▸ What you will do: Copy all of the records below verbatim.

════════════════════

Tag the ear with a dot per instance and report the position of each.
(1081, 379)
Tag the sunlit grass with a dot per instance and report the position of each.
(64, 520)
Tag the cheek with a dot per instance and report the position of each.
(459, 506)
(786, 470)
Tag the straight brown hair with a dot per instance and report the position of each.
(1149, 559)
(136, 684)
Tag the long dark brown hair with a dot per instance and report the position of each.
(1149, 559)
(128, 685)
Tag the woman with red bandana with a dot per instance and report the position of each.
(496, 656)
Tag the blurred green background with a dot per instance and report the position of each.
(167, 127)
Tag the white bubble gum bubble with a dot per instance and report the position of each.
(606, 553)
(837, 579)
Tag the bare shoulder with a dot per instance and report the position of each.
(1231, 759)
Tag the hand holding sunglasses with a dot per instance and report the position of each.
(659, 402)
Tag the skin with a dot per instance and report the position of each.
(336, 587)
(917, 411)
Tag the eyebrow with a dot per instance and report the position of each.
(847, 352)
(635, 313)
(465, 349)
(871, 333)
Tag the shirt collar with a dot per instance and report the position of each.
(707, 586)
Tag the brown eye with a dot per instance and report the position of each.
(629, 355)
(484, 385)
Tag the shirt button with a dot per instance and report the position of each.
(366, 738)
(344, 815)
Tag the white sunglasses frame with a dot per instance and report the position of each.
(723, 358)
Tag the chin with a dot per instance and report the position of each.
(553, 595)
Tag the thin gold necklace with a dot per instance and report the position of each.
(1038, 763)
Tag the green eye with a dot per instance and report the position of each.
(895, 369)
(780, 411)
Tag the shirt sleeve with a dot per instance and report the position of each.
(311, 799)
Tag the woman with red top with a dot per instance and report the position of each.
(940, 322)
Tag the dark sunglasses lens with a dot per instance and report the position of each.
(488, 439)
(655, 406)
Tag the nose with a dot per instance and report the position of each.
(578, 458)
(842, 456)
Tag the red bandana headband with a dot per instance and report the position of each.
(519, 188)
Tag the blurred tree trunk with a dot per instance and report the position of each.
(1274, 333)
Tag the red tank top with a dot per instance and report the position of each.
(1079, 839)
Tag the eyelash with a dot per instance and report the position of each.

════════════════════

▸ Reply:
Tag the ear with a dot per instance and report the position of each.
(1081, 379)
Tag the sunlit grass with a dot per instance and report the position of each.
(64, 520)
Tag the cheek with a dot per instance and report the position of each.
(459, 506)
(786, 470)
Tag the straight brown hair with a dot per instance and report the position of each.
(1149, 559)
(136, 684)
Tag the long dark brown hair with a dot per instance and report the position of each.
(1149, 559)
(128, 685)
Tag the woman with red bandana with a dot per instance and report the position of each.
(496, 656)
Tag the blurred green background with a dot per instance and report the position of each.
(167, 127)
Tag the white bubble gum bubble with a dot per instance and report the position of each.
(606, 553)
(837, 579)
Tag the bare shoulder with a dot per instance and report the position of each.
(1231, 759)
Tag the hand holding sunglasses with a dot per instance and report the position of each.
(659, 402)
Tag the skin with a dot per instance and report the position of each.
(336, 587)
(917, 411)
Tag the eyebrow with a dot per instance and report the position of each.
(847, 352)
(635, 313)
(465, 349)
(871, 333)
Tag the shirt collar with a dot per instance and report the position of each.
(707, 586)
Tag the brown eye with a dot per instance and report the position of each.
(629, 355)
(484, 385)
Tag the shirt button with a dot per instance and report the position of each.
(366, 738)
(344, 815)
Tag the white sunglasses frame with a dot per instance and report the position of each.
(723, 358)
Tag the chin with a dot per instance and report the position of each.
(553, 595)
Tag the thin gold necklace with a dot per instance and report the position of each.
(1038, 763)
Tag the green eye with a dot per instance and report the position of each.
(895, 369)
(780, 411)
Tag the shirt sleeve with a dot per instance and report the position of each.
(311, 799)
Tag the woman with red top with a dot per instance and report the position of each.
(940, 322)
Tag the dark sunglasses lens with a dot per instance and report the position of each.
(488, 439)
(655, 406)
Tag the nose with a dot per instance and report the position of each.
(578, 458)
(842, 456)
Tag the red bandana headband with a dot per instance and report the position of each.
(519, 188)
Tag the blurred tree trunk with a dot per instance and report the position of each.
(1274, 333)
Tag the red tank top with a dot per instance and report the position of each.
(1079, 839)
Tag the eyelash with a dot per instance and report the position of each.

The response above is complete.